### Records shown ###

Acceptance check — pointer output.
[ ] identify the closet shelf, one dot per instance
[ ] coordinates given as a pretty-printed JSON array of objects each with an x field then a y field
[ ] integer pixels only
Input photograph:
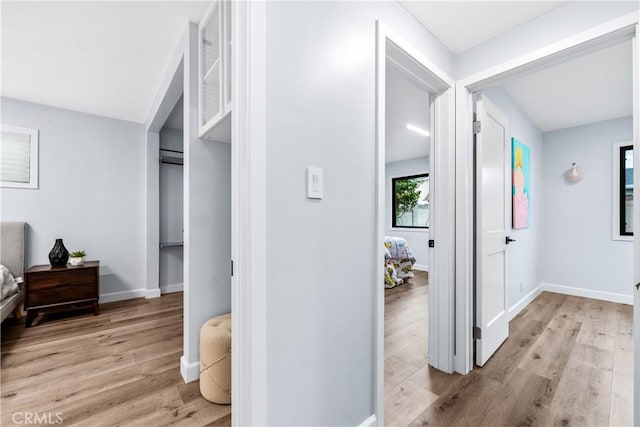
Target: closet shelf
[
  {"x": 171, "y": 157},
  {"x": 171, "y": 244},
  {"x": 209, "y": 72}
]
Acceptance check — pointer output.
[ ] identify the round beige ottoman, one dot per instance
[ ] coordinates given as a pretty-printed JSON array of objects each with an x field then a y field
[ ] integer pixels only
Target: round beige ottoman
[{"x": 215, "y": 359}]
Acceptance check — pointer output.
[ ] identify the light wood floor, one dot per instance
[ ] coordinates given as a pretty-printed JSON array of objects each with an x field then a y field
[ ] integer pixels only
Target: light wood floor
[
  {"x": 568, "y": 362},
  {"x": 118, "y": 368}
]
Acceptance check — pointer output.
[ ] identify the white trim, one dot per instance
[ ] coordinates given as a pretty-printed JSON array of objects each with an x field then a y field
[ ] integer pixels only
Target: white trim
[
  {"x": 189, "y": 371},
  {"x": 420, "y": 267},
  {"x": 636, "y": 220},
  {"x": 612, "y": 31},
  {"x": 248, "y": 204},
  {"x": 524, "y": 301},
  {"x": 441, "y": 162},
  {"x": 152, "y": 293},
  {"x": 122, "y": 295},
  {"x": 588, "y": 293},
  {"x": 168, "y": 289},
  {"x": 369, "y": 422},
  {"x": 615, "y": 190},
  {"x": 34, "y": 165}
]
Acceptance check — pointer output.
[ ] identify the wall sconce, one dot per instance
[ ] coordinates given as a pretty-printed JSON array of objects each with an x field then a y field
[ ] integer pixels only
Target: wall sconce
[{"x": 574, "y": 174}]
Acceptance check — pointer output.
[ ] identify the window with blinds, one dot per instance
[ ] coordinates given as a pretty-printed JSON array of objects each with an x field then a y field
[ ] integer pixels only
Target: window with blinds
[{"x": 18, "y": 157}]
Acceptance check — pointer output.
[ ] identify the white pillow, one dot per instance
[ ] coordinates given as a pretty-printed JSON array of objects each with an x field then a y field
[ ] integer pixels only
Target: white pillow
[{"x": 7, "y": 282}]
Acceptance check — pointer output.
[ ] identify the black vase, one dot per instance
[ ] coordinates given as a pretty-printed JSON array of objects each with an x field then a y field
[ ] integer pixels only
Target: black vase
[{"x": 59, "y": 255}]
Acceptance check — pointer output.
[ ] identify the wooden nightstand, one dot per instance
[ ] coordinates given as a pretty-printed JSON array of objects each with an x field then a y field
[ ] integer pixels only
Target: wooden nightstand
[{"x": 48, "y": 288}]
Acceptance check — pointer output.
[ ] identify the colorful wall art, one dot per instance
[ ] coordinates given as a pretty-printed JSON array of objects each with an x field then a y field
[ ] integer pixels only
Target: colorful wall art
[{"x": 521, "y": 189}]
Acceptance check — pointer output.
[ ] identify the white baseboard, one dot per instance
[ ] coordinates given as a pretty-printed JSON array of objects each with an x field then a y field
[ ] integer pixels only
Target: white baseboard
[
  {"x": 588, "y": 293},
  {"x": 152, "y": 293},
  {"x": 123, "y": 295},
  {"x": 189, "y": 371},
  {"x": 525, "y": 301},
  {"x": 369, "y": 422},
  {"x": 167, "y": 289}
]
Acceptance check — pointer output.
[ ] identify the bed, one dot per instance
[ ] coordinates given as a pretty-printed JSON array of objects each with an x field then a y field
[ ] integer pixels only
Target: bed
[
  {"x": 12, "y": 257},
  {"x": 398, "y": 261}
]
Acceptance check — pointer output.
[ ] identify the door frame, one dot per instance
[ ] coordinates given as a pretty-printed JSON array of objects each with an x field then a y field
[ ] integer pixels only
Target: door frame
[
  {"x": 611, "y": 32},
  {"x": 441, "y": 297},
  {"x": 490, "y": 110},
  {"x": 248, "y": 207}
]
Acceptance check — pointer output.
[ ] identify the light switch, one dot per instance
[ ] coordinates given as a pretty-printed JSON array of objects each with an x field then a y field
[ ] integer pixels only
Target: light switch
[{"x": 314, "y": 183}]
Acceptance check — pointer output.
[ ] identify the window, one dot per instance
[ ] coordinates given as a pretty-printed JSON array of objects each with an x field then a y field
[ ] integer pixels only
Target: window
[
  {"x": 625, "y": 185},
  {"x": 411, "y": 201},
  {"x": 18, "y": 157}
]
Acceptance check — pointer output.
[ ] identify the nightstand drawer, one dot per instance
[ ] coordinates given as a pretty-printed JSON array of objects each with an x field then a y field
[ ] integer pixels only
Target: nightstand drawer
[
  {"x": 48, "y": 288},
  {"x": 54, "y": 278},
  {"x": 61, "y": 294}
]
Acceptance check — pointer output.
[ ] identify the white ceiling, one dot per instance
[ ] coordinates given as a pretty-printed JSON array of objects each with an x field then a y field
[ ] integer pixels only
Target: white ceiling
[
  {"x": 461, "y": 25},
  {"x": 406, "y": 102},
  {"x": 588, "y": 89},
  {"x": 105, "y": 58}
]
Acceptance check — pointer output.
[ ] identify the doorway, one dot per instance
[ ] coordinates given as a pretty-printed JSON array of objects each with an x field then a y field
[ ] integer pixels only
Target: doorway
[
  {"x": 414, "y": 194},
  {"x": 569, "y": 181}
]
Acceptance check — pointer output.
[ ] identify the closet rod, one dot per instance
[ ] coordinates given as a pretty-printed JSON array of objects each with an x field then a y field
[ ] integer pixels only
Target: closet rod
[{"x": 176, "y": 162}]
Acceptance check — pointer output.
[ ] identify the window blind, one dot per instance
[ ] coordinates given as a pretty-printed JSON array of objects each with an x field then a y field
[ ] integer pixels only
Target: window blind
[{"x": 15, "y": 157}]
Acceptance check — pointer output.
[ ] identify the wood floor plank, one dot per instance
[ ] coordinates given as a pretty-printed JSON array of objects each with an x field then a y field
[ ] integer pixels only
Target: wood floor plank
[
  {"x": 567, "y": 361},
  {"x": 583, "y": 395},
  {"x": 405, "y": 402},
  {"x": 463, "y": 404},
  {"x": 552, "y": 349},
  {"x": 433, "y": 380},
  {"x": 118, "y": 368},
  {"x": 501, "y": 365},
  {"x": 523, "y": 401}
]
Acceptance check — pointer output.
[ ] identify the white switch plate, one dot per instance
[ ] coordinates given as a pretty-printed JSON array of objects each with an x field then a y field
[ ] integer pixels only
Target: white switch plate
[{"x": 315, "y": 186}]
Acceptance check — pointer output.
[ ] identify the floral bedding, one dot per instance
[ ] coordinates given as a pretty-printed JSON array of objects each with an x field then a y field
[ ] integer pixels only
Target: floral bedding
[{"x": 398, "y": 260}]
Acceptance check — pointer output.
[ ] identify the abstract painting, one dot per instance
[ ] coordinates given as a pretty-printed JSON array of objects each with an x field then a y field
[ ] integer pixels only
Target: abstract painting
[{"x": 521, "y": 188}]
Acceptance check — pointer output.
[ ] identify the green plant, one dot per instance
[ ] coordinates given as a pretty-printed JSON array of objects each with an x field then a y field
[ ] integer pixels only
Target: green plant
[{"x": 407, "y": 194}]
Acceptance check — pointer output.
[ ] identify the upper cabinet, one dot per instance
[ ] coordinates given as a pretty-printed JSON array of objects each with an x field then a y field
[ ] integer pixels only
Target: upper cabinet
[{"x": 214, "y": 73}]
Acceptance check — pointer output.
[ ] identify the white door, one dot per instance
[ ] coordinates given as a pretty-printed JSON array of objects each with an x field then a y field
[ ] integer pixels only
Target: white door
[{"x": 493, "y": 202}]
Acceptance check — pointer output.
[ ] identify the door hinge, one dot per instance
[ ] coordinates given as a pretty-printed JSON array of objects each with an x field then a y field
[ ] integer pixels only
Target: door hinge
[{"x": 477, "y": 333}]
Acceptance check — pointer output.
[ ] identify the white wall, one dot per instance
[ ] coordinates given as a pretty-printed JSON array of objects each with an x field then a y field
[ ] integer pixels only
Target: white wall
[
  {"x": 556, "y": 25},
  {"x": 418, "y": 239},
  {"x": 524, "y": 253},
  {"x": 171, "y": 213},
  {"x": 91, "y": 192},
  {"x": 320, "y": 253},
  {"x": 578, "y": 249}
]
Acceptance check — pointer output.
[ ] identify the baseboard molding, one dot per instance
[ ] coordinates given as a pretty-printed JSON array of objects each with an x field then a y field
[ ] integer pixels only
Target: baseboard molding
[
  {"x": 168, "y": 289},
  {"x": 525, "y": 301},
  {"x": 152, "y": 293},
  {"x": 369, "y": 422},
  {"x": 123, "y": 295},
  {"x": 588, "y": 293},
  {"x": 189, "y": 371}
]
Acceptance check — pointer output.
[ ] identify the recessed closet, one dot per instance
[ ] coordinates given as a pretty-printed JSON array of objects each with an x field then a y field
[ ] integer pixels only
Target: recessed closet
[{"x": 171, "y": 220}]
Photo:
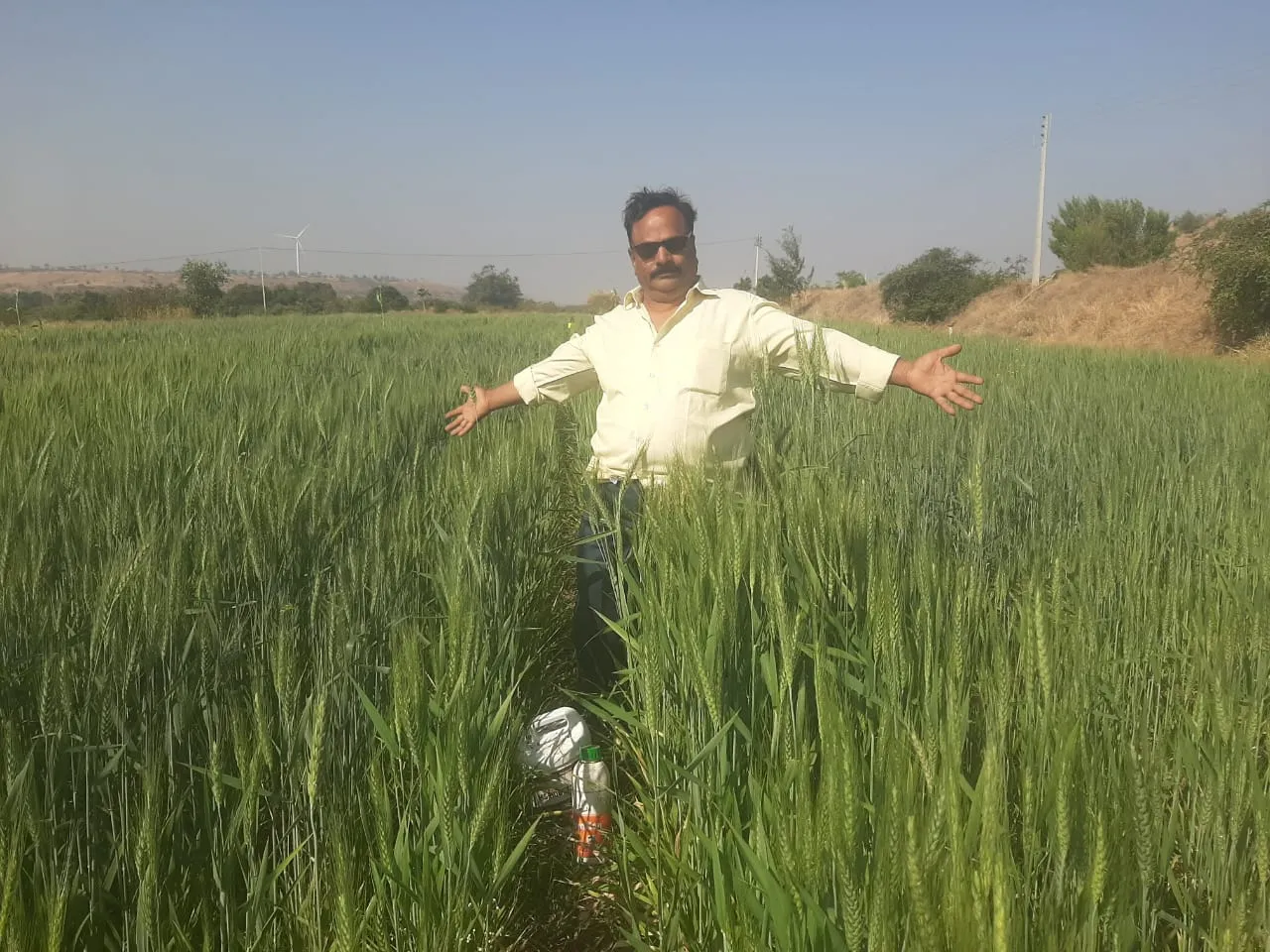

###

**What this task involves**
Set out exactly, and only, the lines between the first line of the listing and the line containing "[ ] identify the round", counting both, while leaving every picture out.

**Finished exercise**
Acceptance check — pointer output.
[ ] identify the closet shelf, one dot per instance
[ ] coordinates given as a pretty-printed JSON array of objects each with an x field then a y field
[ ] integer pixels only
Input photograph:
Target: closet shelf
[
  {"x": 171, "y": 157},
  {"x": 171, "y": 244},
  {"x": 209, "y": 72}
]
Acceptance check — pointer output.
[ ] identify the round beige ottoman, one dot per instance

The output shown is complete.